**** Фрагмент текста
Я — математик. Дальнейшая жизнь вундеркинда — страница 20 из 83

Посмотрим теперь, что на самом деле обозначают нотные знаки. Положение ноты выше или ниже на пяти нотных линейках обозначает ее высоту, т. е. частоту соответствующего колебания, последовательность нот по горизонтали определяет порядок следования колебаний во времени. Временные обозначения на нотной бумаге указывают относительную длительность звуков и пауз — целые ноты, половинные, четвертные и т. д., а также абсолютную длительность. Таким образом, на первый взгляд создается впечатление, что система музыкальных обозначений характеризует колебания в двух взаимно независимых отношениях: по частоте и по длительности.

Более полное рассмотрение этого вопроса показывает, однако, что дело обстоит совсем не так просто, как кажется сначала. Число колебаний в секунду, указанное в обозначении ноты в виде характеристики ее частоты (или высоты), на самом деле также имеет отношение к временной протяженности. Поэтому частота ноты и ее распределение во времени взаимодействуют друг с другом весьма сложным образом.
********
Ваша задача -> Продолжите текст о нотной записи, начав сразу после его последнего предложения.
**** Собранные данные
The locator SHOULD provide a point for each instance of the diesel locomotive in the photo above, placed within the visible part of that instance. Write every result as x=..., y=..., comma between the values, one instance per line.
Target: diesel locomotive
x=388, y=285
********
Ответ на задание ->
В идеале простое гармоническое колебание — это нечто неизменно повторяющееся на протяжении всего времени от самого удаленного прошлого до самого удаленного будущего. В некотором смысле оно существует sub specie aeternitatis[52]. Начало и окончание ноты неизбежно связаны с изменением ее частотного состава, может быть и малым, но всегда вполне реальным. Нота, длящаяся лишь ограниченное время, разлагается на целую полосу простых гармонических колебаний, и ни одно из этих колебаний нельзя рассматривать как единственно существующее. Уточнение положения звука на шкале времени связано с увеличением неточности в значении его частоты, и, наоборот, более точное указание частоты влечет за собой большую неопределенность во времени.

Эти соображения имеют отнюдь не только чисто теоретическую ценность — они реально ограничивают возможности музыканта. Никто не может сыграть жигу[53] на нижнем регистре органа. Если данной ноте соответствует частота в шестнадцать колебаний в секунду, а продолжительность равна одной двадцатой секунды, то получится всего одно сжатие воздуха, лишенное всяких следов периодичности. Естественно, что оно не прозвучит как определенная нота, а будет восприниматься барабанной перепонкой просто как отдельный толчок. При этом сложный механизм отражения импульсов, создающий музыкальное звучание органных труб, вообще не сможет даже начать действовать. В результате быстрая жига, сыгранная на нижнем регистре органа, окажется даже не плохой музыкой, а вообще не будет музыкой.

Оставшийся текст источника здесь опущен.